Location labeling data:
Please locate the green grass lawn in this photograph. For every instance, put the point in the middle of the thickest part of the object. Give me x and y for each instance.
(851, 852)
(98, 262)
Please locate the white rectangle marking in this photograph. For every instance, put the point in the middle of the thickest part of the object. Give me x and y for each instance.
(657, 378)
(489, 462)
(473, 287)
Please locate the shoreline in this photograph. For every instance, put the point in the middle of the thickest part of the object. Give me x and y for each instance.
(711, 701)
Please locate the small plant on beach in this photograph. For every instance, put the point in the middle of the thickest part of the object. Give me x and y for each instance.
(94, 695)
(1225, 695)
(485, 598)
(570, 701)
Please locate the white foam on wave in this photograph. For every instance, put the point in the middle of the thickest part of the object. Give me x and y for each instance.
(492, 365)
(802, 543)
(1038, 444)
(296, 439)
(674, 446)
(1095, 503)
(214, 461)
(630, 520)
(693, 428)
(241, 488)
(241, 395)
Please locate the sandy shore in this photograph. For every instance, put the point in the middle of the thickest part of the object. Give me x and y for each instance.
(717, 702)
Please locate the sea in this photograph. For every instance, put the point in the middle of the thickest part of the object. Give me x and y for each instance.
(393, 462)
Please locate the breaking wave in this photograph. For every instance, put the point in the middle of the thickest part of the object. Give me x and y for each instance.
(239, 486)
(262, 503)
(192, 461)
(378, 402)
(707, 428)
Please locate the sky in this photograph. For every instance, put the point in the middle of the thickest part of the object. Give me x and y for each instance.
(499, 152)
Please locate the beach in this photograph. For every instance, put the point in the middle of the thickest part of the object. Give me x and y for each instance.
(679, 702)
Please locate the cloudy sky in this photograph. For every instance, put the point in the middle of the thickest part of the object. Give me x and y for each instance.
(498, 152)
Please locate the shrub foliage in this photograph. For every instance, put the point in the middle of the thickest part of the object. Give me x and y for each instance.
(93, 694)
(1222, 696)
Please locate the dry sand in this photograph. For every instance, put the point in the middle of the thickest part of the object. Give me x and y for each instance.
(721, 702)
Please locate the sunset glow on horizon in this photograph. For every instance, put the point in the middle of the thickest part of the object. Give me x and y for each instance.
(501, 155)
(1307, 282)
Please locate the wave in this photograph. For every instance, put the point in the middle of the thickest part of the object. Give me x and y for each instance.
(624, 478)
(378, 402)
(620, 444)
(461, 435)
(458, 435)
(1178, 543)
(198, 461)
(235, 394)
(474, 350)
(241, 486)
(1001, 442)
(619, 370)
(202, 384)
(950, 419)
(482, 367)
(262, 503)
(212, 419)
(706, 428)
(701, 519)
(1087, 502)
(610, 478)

= EXERCISE TASK =
Write out all of the data above again word for word, without changing anything.

= RESULT OF THIS EXERCISE =
Please locate the green grass lawn in this photograph. For every instance, put the point in the middle of the thickest part of the object. Give me x and y for each instance.
(851, 852)
(98, 262)
Please locate the white rectangle marking in this photograph. For every instance, put the point in the middle of the thickest part of the object. Give me x and y for each instance.
(657, 378)
(489, 462)
(473, 287)
Please locate the shoreline in this photograph. For every instance, put the point in the middle of the thickest part of the object. Give me x and y for each instance.
(711, 701)
Please locate the small plant on beach in this photograph. For every instance, put the point in the middle of the thickest part of the object. Give me x and y for each instance.
(94, 695)
(1225, 695)
(485, 598)
(570, 701)
Please locate the white foam on wave in this photograph. For every instance, put the point in the middle of the thickest part of the object. Give me x and y for each instance.
(492, 365)
(802, 543)
(1038, 444)
(296, 439)
(674, 446)
(1095, 503)
(214, 461)
(630, 520)
(693, 428)
(241, 488)
(241, 395)
Please locate the sandy shore in this photograph. For every instance, put the point in the middle of the thickest part of the object. Give me x and y for each instance.
(717, 702)
Please locate the sea in this photograph. For every instance, put the point in the middle of the thickest part of the object. Give me x and y for each instance.
(393, 462)
Please locate the breaking wave in this photograph. For every instance, put the point in the middle of the thickest part of the object. Give me x and y for each instance.
(239, 486)
(262, 503)
(192, 461)
(378, 402)
(707, 428)
Please locate the sky in this photograph. For every instance, put the point in the middle of the thickest part of the object. Give me x and y for each instance.
(499, 152)
Please locate the beach in this photograph. For every instance, put the point in the middle of the thickest part of the object. Give me x and y for each instance.
(679, 702)
Please locate the cloudy sky in this photograph. For every instance, put the point in the middle of the thickest part of the object. Give me x and y for each instance.
(498, 152)
Please locate the shrub foliage in this photograph. For every instance, put the point in the middle of the thickest part of the object. Give me x and y for each instance.
(93, 694)
(1222, 696)
Please locate the dry sand in this photograph. For every instance, put the point in the middle of the thickest part of the object. Give me x and y for each instance.
(721, 702)
Please locate the sunset glow on horizon in this photograph. For every instance, put the point in the middle of the thickest part of the object. Give me x and y for each instance.
(501, 155)
(1307, 282)
Please locate the wave in this photograph. For every instance, put the point in the middle of the thickest part of the object. Give me x and y for each instance.
(624, 478)
(378, 402)
(620, 444)
(461, 435)
(458, 435)
(1178, 543)
(198, 461)
(235, 394)
(474, 350)
(241, 486)
(1001, 442)
(619, 370)
(202, 384)
(950, 419)
(482, 367)
(262, 503)
(212, 419)
(706, 428)
(701, 519)
(1087, 502)
(610, 478)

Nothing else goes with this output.